*** Materials provided Section Begins ***

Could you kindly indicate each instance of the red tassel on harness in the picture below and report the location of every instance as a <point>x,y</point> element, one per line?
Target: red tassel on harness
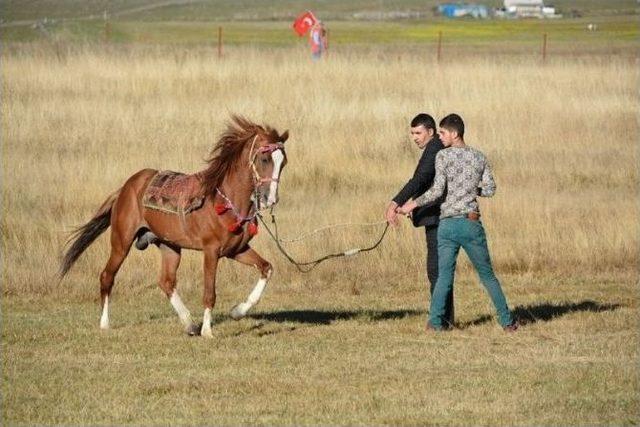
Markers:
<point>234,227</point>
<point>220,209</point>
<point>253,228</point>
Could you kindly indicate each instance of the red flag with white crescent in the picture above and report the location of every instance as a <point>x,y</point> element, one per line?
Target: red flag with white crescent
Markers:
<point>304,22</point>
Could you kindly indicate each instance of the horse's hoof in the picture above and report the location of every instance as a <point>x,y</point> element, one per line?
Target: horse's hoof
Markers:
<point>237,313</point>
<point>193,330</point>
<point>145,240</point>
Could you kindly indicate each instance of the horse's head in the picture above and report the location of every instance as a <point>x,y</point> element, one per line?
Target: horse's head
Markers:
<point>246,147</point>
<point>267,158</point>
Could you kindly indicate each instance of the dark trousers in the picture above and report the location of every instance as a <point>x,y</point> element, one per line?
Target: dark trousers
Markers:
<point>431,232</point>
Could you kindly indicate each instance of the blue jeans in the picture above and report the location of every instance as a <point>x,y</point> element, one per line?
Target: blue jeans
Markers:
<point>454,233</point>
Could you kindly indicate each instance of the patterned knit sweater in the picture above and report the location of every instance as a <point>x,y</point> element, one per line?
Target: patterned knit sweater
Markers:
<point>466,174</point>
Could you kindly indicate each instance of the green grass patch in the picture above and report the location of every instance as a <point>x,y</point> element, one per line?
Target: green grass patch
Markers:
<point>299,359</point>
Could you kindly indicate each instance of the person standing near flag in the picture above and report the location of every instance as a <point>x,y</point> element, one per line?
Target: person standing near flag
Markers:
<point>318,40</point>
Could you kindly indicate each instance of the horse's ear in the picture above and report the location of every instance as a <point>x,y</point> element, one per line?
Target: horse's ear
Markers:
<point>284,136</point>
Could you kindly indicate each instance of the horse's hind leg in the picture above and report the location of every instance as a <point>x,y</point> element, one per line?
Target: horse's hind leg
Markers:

*** Materials provided Section Ends ***

* _What you are asked to do_
Wherever a line in the listing contains the word "dark", copy that line out.

* _Solution to this exercise_
Could you kindly indicate each instance of the dark trousers in the picture above and report the location of every instance as a <point>x,y</point> element, one per line?
Target: dark trousers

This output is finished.